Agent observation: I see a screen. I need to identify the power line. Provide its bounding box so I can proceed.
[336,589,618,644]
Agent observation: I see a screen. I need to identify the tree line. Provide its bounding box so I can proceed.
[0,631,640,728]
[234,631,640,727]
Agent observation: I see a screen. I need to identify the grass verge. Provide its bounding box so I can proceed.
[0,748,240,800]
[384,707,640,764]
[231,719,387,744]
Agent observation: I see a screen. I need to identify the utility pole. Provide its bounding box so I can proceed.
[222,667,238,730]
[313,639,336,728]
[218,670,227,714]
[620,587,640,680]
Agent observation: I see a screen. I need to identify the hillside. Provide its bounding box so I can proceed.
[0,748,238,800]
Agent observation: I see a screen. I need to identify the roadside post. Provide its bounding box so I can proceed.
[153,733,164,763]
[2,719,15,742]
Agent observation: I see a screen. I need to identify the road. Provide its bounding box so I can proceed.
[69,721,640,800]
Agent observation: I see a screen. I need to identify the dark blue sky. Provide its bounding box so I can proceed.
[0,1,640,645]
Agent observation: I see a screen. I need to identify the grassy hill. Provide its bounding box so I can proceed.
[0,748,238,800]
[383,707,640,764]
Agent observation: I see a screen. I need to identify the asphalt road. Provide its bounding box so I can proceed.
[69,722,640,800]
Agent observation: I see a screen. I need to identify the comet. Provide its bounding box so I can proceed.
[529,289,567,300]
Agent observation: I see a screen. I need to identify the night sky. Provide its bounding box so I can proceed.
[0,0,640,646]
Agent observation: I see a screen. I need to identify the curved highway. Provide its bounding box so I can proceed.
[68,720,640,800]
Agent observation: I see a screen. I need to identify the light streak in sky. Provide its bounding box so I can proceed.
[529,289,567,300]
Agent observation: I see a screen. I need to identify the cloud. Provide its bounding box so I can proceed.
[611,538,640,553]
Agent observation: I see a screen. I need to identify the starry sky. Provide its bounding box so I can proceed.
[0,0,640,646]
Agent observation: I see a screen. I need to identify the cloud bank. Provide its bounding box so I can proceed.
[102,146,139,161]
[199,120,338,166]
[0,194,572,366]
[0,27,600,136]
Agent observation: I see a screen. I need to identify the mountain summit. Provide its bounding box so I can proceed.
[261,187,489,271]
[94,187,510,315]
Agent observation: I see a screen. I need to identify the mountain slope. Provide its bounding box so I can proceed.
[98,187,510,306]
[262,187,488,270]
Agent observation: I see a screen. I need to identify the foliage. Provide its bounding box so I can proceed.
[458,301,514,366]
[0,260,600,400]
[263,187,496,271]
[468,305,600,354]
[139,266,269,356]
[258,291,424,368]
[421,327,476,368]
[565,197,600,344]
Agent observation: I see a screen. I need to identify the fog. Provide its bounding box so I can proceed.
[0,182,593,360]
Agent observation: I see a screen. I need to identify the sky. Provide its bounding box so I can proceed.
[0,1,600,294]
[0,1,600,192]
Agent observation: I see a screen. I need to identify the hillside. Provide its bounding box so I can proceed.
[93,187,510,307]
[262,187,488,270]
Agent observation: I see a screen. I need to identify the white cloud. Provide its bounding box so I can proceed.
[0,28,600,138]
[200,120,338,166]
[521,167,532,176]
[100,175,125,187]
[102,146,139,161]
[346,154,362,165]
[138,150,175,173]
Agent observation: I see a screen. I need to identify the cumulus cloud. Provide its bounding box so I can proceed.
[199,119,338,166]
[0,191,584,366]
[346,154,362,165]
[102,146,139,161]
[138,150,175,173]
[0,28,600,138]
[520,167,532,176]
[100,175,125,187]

Written request - Copy all of the records above word for word, keeping every line unchanged and in its original order.

Result of this exercise -
Agent observation: I see a screen. I need to identify the power line. Provide its bounding box so I can proceed.
[336,589,618,644]
Agent observation: I see a screen. I need to identify the tree line. Provide its bounding box so I can proceed.
[0,631,640,728]
[234,631,640,727]
Agent observation: I see a screen. I need to identify the grass verge. Provide its bounding box so I can proceed.
[0,748,240,800]
[384,707,640,764]
[231,719,387,744]
Agent observation: I see a screen. I need to identify the utility pole. Provide its bounding box so I can proceed.
[222,667,238,730]
[313,639,336,728]
[218,670,227,714]
[620,587,640,680]
Agent observation: I see a screen. I need to identify the hillside. Provide its bounding box so I can proceed.
[0,748,238,800]
Agent observation: I see a screen. I need to identify the roadside post. Provide its bounding box so I can proceed.
[153,733,164,763]
[2,719,15,742]
Agent observation: I see a screen. I need to identify the road. Provide its bounding box so I can proceed.
[69,721,640,800]
Agent observation: I see a screen. I need to identify the dark blue sky. Provide its bounding box so I can proceed.
[0,1,640,645]
Agent observation: I see a screen. I need to identify the grassy hill. Provide its bounding box so I can proceed.
[0,748,238,800]
[383,707,640,764]
Agent observation: I see a screen. I need to identify the asphalt road. Provide its bounding box so I can proceed.
[69,722,640,800]
Agent observation: I see a screen. I need to identify the comet. Provide its bounding box so I can proceed.
[529,289,567,300]
Agent observation: I see a screen. I need to identify the night sky. Provide its bounding box so I can proceed.
[0,0,640,646]
Agent observation: I see a screen. I need to identify the curved highway. Provide its bounding box so I can proceed.
[68,720,640,800]
Agent observation: I see a screen. I need to identify the light streak in sky. Provide its bounding box so I can proceed.
[529,289,567,300]
Agent observation: I see a screen. I need to identify the cloud. Provide its bounding box so I can proceed.
[611,538,640,553]
Agent observation: I see a screen. I need to identify the starry sky. Provide its bounding box so I can proceed.
[0,0,640,646]
Agent observation: I see a screen. I need to identify the cloud bank. Provide its bounding box so I can proceed.
[102,146,139,161]
[199,120,338,166]
[0,194,572,366]
[0,27,600,136]
Agent observation: I see a screen. I need to identify the mountain summit. Provide its bounding box so I can proceed.
[261,187,489,271]
[94,187,510,315]
Agent observation: I see a screen. I need to identify the mountain slope. Provide its bounding box so I can proceed.
[98,187,510,306]
[262,187,488,270]
Agent observation: I see a screen. I need to identify the foliage. Provide its bounding box so I can proceed.
[458,301,514,366]
[0,260,600,400]
[263,187,496,271]
[468,305,600,354]
[139,266,269,356]
[258,291,424,368]
[421,327,476,368]
[565,197,600,344]
Agent observation: I see a screen. I need to identify the fog. Provide its bounding box so I can proceed.
[0,182,593,360]
Agent observation: I see a screen. I need to identify the sky. Provide its bounding box so I can proceed.
[0,1,600,294]
[0,1,600,192]
Agent observation: I see a screen. I need to identify the hillside. Provide its bounding box so I can proceed.
[93,187,510,307]
[262,187,488,270]
Agent observation: I see a screen. I need to identify the white cloud. Provide its bounding box so I can proceed.
[0,28,600,138]
[200,120,338,166]
[521,167,532,176]
[100,175,125,187]
[102,146,139,161]
[346,154,362,165]
[138,150,175,173]
Agent observation: I see a screen. I need to identify the cumulus cloud. Provide its bounding box so I can proceed.
[199,119,338,166]
[0,191,584,366]
[346,154,362,165]
[102,146,139,161]
[138,150,175,173]
[0,28,600,138]
[520,167,532,176]
[100,175,125,187]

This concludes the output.